Le ton a changé, les types d’histoires aussi. Aujourd’hui, dans Le Livre gris, j’écris peu sur les compétitions mais plutôt sur les raisons qui nous amènent à y participer, l’expérience qu’on en retire. Je pense que mon blogue a survécu à des dizaines de sites Internet de cyclistes et de triathlètes élites québécois parce que je n’ai jamais gagné une course. La plupart des gens sont dans ma situation, puisqu’en sport d’endurance il n’y a qu’un seul vainqueur. C’est souvent la même personne et son histoire ne nous rejoint pas nécessairement.
Le Team Gris est apparu quand?
Autour d’un feu au printemps 2016. On était une bande de vieux routiers qui avaient tous passé des années à faire des intervalles, manger de la salade et perdre des soirées de notre jeunesse à se reposer pour les courses du lendemain. La passion du vélo était toujours là mais le format proposé ne nous avait jamais convenu.
Les équipes qui te disent de lâcher le cégep, la pression pour gagner des courses au milieu d’un champ début avril, les m’as-tu-vu, les fils de riches, etc. : depuis longtemps, on n’avait pas de groupe auquel nous identifier. Quelques semaines plus tard, Geoffroy Dussault est arrivé avec un maillot tout gris. Je lui ai demandé si c’était sa nouvelle équipe imaginaire et il m’a répondu : « Ouais, Team Gris. » C’était une joke, mais c’était réglé. On avait un nom d’équipe et ça ne pouvait pas être plus simple.
Comment décrirais-tu le Team Gris?
C’est une critique du cyclisme moderne, une équipe fictive qui évacue toutes les contraintes du sport. Chacun définit le Team Gris à sa manière. Pour certains, c’est plus old school. Mais en général, c’est le partage qui le différencie d’une vraie équipe de vélo.
Rares sont les groupes cyclistes, même les plus underground, qui n’ont aucune mission commerciale sous-jacente. Le Team Gris n’est pas un mouvement anticonsommation pour autant. C’est juste une belle façon de se donner un break de tout ce bruit publicitaire. Tout ce qui nous unit, c’est le bike et l’amitié.
Les vrais amis dans le monde du vélo, c’est rare. Ça fait 18 ans que je trempe dans cet univers, et je trouve que ça m’a rendu égoïste. Je me rends compte que je ne suis pas le seul. Donc on essaie de s’améliorer, de partager la joie de rouler au lieu de se comparer, et de s’entraider dans toutes les situations de la vie.
Pour les gens qui n’ont pas encore compris, votre maillot est de quelle couleur?

# [CONSIGNES DE L'EXERCICE]
1. Traduisez en anglais la phrase suivante de l'entretien sur le Team Gris : « Le Team Gris n'est pas un mouvement anticonsommation pour autant. »
2. Poursuivez l'entretien sur le Team Gris à la suite de sa dernière question.

# [DONNÉES ENREGISTRÉES]
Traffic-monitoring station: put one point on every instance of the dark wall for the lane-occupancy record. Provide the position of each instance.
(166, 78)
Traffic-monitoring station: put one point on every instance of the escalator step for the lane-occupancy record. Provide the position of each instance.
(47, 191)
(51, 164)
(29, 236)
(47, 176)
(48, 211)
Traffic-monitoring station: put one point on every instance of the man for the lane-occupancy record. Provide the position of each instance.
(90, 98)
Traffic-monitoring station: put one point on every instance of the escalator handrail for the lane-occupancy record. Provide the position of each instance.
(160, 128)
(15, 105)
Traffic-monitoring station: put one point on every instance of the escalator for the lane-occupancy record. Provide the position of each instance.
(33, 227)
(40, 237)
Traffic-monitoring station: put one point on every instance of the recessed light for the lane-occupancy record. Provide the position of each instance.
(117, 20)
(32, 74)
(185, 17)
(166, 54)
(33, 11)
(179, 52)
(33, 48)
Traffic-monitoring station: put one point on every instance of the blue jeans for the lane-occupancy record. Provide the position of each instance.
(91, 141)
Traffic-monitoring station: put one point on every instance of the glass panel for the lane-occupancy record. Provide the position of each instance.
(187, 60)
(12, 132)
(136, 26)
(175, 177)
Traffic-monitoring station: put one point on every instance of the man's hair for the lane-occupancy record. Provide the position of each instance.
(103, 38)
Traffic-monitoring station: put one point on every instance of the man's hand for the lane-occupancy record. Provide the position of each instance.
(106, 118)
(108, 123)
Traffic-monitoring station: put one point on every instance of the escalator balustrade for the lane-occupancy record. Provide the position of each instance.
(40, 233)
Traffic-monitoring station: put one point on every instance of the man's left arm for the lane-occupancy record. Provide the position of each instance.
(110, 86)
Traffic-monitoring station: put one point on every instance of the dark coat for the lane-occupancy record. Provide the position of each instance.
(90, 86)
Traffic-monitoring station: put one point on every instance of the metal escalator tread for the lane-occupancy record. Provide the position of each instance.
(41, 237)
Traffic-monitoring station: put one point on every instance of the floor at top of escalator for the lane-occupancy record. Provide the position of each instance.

# [CORRIGÉ DE L'EXERCICE]
1. That said, Team Gris is not an anti-consumerism movement.

2.
Excellente question!! C’est gris, mais avec la teinte et la marque de vêtements de ton choix. À chacun sa nuance, à chacun sa manière de rêver sa pratique cycliste idéale pour ensuite enfourcher son vélo et réaliser son rêve au quotidien. En fait, ton maillot, tu n’as même pas besoin de le porter. Team Gris, ce n’est pas une équipe, c’est une attitude. Notre marque de commerce, c’est justement de ne pas en avoir.
Quels sont tes patterns d’entraînement?
Autrefois, un vieux Français m’a dit que s’il n’avait pas le goût de rouler, il n’y allait pas… jusqu’à ce que ça lui tente à nouveau. Je le trouvais complètement débile, indiscipliné et irrespectueux du sport. Maintenant je suis comme lui.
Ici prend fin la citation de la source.